▶ [What you are asked to do]: Your task is to retype, exactly and with nothing else, every line from the one containing "Query: boom lift" to the end of the listing.

▶ [Study material]:
*** Block opens ***

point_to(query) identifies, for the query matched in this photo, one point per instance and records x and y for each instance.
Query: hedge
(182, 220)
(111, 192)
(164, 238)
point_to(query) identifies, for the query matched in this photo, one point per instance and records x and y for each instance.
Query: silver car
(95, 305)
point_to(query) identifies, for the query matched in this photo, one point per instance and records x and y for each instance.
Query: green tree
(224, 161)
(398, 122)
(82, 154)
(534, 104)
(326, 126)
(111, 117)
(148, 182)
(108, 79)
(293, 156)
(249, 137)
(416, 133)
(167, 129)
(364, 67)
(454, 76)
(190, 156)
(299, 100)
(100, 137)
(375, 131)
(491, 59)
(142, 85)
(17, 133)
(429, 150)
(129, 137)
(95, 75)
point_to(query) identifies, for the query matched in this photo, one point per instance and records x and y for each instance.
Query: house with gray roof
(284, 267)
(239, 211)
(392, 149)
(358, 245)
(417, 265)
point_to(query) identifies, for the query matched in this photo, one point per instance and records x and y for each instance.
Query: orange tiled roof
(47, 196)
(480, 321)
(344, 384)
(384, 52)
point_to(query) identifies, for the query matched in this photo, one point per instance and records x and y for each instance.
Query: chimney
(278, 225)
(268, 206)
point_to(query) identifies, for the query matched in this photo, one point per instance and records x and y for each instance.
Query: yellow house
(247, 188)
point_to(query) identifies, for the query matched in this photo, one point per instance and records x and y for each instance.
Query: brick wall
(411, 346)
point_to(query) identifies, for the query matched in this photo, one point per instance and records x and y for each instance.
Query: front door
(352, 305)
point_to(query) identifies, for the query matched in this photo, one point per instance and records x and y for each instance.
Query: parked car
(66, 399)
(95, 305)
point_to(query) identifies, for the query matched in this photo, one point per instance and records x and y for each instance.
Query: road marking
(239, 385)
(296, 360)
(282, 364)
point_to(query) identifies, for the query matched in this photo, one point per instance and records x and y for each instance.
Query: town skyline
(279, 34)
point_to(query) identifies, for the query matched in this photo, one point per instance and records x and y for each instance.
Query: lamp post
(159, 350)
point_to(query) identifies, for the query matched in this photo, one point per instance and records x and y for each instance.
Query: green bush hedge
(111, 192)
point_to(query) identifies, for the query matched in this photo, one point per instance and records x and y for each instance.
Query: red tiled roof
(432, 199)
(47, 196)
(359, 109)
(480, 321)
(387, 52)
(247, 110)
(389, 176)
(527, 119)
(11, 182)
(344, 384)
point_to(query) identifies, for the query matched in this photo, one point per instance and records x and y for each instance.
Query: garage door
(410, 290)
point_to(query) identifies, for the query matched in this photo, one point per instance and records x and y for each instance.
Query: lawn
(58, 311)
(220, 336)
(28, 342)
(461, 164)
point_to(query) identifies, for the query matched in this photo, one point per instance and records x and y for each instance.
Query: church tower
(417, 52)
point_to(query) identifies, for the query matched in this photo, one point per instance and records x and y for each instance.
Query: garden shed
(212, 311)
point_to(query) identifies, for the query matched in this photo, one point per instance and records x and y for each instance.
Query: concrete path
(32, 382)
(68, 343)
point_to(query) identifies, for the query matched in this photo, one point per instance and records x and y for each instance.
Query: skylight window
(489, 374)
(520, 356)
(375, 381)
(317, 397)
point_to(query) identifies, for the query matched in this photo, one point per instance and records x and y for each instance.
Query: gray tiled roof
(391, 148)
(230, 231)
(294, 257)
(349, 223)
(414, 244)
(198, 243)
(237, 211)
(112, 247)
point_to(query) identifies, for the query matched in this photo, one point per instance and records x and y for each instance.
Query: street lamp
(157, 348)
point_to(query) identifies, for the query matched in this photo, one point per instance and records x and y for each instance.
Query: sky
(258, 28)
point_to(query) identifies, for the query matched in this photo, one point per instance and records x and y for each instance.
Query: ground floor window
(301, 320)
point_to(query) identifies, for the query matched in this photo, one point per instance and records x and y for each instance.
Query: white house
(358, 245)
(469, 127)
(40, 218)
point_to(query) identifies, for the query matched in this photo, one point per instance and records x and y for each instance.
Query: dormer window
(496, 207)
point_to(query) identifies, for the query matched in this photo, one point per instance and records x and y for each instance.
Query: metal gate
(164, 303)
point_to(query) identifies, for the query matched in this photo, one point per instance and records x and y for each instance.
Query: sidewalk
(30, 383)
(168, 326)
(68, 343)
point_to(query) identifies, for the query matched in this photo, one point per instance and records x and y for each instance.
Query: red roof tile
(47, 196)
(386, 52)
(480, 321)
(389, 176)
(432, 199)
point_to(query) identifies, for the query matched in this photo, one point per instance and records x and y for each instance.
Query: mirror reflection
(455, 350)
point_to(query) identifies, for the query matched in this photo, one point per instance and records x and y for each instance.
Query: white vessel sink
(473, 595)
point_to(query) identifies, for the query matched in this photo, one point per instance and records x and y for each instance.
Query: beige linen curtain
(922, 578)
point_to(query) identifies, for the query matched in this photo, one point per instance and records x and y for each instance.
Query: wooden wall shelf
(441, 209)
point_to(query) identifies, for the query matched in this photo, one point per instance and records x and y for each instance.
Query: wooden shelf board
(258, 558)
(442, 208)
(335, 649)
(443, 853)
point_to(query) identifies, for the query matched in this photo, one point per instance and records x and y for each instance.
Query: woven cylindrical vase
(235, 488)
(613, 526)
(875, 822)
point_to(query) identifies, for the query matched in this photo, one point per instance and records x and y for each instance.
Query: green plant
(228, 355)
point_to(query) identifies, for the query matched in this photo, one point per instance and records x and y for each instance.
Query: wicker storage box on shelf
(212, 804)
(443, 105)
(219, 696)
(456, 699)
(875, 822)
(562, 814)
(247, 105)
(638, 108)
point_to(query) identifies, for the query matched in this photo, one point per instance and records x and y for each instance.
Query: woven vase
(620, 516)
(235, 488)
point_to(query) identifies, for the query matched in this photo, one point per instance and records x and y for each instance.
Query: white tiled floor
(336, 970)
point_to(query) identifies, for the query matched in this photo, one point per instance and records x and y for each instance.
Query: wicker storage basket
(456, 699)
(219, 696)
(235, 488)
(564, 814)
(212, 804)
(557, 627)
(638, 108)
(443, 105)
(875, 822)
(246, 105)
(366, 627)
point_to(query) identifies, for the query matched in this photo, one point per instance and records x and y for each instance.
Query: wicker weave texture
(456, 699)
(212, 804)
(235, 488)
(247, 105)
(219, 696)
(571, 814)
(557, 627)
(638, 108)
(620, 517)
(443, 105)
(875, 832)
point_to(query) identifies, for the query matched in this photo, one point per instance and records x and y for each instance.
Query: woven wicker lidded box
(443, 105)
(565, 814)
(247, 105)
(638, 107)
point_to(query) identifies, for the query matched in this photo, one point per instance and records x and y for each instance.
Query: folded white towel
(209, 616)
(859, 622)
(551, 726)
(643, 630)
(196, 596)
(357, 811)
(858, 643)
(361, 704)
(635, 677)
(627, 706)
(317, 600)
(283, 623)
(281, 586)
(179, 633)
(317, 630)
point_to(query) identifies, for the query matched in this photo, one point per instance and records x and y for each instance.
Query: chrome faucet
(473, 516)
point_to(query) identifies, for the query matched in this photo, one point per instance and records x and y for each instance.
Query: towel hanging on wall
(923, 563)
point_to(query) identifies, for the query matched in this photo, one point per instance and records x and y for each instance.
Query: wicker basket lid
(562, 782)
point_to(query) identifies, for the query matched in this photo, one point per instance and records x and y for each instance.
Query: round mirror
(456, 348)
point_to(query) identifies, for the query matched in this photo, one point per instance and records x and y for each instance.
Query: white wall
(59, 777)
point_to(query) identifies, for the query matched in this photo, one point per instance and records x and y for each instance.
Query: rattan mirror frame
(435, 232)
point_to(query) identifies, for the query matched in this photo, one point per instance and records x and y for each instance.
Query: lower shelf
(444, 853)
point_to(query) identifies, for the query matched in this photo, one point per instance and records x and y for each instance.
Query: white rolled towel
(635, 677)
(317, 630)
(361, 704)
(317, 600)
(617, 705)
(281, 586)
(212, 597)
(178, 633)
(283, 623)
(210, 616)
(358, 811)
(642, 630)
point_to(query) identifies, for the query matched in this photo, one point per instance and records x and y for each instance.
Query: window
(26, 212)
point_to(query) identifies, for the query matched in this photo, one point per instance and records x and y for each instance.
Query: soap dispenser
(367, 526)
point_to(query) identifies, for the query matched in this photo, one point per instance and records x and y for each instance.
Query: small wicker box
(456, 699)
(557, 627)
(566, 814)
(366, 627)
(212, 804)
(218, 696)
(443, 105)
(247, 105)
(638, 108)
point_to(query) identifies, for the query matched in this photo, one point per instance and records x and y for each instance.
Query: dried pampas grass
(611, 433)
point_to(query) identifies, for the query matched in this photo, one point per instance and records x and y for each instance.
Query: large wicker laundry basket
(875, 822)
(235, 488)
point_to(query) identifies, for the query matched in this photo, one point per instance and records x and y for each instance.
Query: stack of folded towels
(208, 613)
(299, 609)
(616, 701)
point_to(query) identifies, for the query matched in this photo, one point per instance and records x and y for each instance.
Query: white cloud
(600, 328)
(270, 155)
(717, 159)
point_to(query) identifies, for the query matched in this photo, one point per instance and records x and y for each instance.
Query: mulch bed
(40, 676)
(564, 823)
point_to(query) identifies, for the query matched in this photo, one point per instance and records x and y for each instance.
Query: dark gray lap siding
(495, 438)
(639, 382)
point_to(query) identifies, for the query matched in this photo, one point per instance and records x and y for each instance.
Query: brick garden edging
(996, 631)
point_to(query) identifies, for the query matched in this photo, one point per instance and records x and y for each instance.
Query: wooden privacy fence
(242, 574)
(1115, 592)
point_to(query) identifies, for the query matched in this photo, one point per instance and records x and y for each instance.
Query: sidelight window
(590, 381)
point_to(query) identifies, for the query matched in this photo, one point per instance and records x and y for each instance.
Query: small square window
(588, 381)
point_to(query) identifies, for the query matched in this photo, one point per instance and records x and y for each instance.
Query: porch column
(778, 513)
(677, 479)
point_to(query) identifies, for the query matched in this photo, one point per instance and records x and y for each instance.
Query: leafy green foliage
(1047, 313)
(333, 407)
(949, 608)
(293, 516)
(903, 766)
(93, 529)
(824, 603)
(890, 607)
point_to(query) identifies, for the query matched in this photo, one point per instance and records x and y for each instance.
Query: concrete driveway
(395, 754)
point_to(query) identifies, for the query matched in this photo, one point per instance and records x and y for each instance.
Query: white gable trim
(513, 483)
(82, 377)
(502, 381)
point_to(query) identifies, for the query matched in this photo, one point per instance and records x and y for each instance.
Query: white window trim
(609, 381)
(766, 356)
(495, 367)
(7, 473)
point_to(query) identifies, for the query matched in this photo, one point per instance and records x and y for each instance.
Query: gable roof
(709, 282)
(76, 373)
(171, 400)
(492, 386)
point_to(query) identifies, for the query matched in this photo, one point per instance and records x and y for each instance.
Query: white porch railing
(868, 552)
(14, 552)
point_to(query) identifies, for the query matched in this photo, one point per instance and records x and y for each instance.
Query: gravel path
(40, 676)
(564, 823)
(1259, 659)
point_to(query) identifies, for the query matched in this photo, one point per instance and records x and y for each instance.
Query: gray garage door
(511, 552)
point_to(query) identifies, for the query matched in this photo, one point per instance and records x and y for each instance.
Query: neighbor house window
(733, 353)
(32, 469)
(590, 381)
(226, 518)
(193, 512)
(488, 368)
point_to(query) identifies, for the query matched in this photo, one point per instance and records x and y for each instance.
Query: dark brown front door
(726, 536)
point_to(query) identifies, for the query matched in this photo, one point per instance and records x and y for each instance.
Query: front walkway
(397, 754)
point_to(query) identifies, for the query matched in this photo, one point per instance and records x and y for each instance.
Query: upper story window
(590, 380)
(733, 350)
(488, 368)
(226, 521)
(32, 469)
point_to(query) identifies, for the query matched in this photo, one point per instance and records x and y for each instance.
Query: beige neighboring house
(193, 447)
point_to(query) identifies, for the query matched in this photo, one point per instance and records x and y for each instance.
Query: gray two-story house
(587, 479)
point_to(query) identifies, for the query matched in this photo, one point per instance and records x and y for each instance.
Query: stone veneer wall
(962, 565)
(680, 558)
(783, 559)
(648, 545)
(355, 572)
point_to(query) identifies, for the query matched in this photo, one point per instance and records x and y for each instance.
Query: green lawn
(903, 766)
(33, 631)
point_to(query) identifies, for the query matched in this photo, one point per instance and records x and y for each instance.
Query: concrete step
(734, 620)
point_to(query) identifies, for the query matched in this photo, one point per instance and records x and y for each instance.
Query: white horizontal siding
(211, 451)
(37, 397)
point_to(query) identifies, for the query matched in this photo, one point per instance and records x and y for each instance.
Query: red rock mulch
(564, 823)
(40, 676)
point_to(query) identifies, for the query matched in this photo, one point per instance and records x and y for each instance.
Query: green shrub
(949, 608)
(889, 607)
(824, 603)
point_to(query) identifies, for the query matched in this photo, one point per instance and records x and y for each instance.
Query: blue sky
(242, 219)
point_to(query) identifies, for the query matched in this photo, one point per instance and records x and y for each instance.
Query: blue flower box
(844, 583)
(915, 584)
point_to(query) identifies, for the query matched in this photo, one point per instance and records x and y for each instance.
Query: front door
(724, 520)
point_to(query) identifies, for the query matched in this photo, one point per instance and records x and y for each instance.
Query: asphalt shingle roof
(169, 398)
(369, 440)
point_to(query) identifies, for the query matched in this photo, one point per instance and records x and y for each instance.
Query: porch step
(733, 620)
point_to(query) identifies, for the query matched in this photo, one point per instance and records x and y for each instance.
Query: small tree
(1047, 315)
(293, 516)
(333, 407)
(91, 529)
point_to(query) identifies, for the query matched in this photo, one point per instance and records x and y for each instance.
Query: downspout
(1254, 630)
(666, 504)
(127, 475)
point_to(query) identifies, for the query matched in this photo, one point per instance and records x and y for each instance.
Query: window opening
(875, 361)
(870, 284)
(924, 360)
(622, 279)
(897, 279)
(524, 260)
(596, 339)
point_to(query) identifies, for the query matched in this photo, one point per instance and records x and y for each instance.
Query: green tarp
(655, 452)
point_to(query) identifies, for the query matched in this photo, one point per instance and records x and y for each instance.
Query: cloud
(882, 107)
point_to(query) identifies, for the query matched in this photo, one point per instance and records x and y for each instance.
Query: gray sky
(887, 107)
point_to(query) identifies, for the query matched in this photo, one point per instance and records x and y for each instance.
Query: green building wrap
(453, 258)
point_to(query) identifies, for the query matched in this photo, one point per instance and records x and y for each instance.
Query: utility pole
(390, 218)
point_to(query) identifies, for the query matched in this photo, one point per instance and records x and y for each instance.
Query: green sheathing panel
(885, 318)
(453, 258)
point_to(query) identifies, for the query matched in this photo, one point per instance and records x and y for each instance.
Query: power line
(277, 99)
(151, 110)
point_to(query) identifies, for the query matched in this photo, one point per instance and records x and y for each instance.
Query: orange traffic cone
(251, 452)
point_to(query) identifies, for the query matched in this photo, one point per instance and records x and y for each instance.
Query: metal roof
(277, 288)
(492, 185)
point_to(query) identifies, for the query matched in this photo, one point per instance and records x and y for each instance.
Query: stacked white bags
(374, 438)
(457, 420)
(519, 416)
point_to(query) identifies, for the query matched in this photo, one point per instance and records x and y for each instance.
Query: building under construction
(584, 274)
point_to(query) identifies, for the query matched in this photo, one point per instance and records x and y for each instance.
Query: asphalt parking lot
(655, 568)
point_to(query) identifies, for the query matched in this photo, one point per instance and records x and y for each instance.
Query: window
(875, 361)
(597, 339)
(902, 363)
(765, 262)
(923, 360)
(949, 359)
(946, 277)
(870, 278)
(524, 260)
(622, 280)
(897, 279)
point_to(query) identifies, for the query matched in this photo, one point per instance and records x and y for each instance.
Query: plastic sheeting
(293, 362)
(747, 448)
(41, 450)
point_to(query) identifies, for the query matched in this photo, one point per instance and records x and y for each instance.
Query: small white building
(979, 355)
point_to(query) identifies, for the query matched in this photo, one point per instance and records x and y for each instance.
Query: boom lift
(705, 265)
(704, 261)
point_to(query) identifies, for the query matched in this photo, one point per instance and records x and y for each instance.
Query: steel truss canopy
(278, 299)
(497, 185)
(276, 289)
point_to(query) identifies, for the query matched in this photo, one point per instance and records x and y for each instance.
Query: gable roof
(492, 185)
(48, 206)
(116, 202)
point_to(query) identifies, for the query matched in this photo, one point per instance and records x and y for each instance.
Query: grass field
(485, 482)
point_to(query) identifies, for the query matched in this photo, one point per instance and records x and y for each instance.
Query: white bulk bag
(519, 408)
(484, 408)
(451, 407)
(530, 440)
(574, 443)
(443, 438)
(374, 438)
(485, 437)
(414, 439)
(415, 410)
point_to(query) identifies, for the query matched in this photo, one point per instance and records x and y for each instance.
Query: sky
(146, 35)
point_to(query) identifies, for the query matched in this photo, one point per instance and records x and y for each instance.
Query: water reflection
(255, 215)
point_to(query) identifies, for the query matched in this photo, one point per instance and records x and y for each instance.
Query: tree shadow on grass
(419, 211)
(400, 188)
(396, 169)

*** Block closes ***

▶ [Answer space]:
Query: boom lift
(705, 265)
(704, 261)
point_to(query) identifies, for the query matched in this photo, one point per instance and records x and y for each instance.
Query: steel truss canopy
(278, 299)
(497, 185)
(276, 289)
point_to(query) identifies, for the query matched in this photo, one point per instance and records x and y for each instance.
Query: gable roof
(492, 185)
(48, 206)
(116, 202)
point_to(query) identifies, for the query matched in this photo, one point per instance and records x and y for each instance.
Query: grass field
(485, 482)
point_to(query) identifies, for the query matched in this photo, one point per instance and records x and y for each instance.
Query: white bulk bag
(519, 408)
(484, 408)
(451, 407)
(530, 440)
(574, 443)
(443, 438)
(374, 438)
(485, 437)
(414, 439)
(415, 410)
point_to(query) identifies, for the query matched in this photo, one point per instance and records x and y for each instance.
Query: sky
(146, 35)
point_to(query) identifies, for the query matched in this photo, one point per instance and records x and y for each instance.
Query: water reflection
(255, 215)
point_to(query) identifies, for the query matched in this photo, one point per instance and records x and y for each instance.
Query: tree shadow on grass
(419, 211)
(400, 188)
(396, 169)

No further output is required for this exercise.